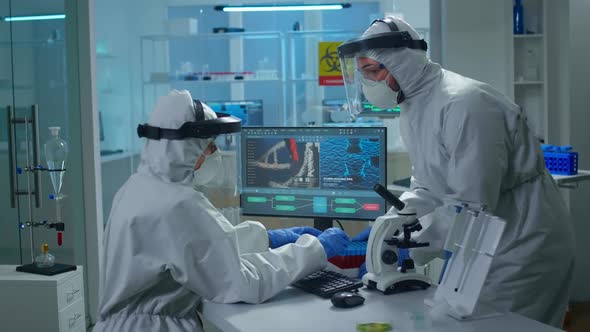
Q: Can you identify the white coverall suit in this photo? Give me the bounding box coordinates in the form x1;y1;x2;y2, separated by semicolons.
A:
93;91;327;332
365;19;574;327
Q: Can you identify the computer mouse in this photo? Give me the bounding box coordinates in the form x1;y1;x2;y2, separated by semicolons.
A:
331;292;365;308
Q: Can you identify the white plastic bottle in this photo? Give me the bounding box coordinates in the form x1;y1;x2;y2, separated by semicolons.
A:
45;127;68;199
524;49;539;81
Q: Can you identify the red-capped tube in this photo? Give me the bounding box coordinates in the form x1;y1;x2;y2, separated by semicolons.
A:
289;138;299;161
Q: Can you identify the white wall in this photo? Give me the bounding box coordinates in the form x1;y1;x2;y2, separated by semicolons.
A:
442;0;590;301
441;0;513;96
568;0;590;301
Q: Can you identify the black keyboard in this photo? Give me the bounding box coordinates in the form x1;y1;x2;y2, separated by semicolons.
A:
293;271;363;298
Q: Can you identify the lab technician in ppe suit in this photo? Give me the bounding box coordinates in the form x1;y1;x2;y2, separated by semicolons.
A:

______

Reproduce verbatim the lines above, from the line containing "Q: Can you identify the black" through the last line of the items, with both of those lines included.

Q: Can you identify the black keyboard in this photo? Give me the bounding box coordinates in the form x1;y1;x2;y2, separated by semicolons.
A:
293;271;363;298
Q: Can you identify the lab technician in ppe suit in this photo? Give me the bounding box coordinates in the form x1;y1;x2;y2, separated by semicolons.
A:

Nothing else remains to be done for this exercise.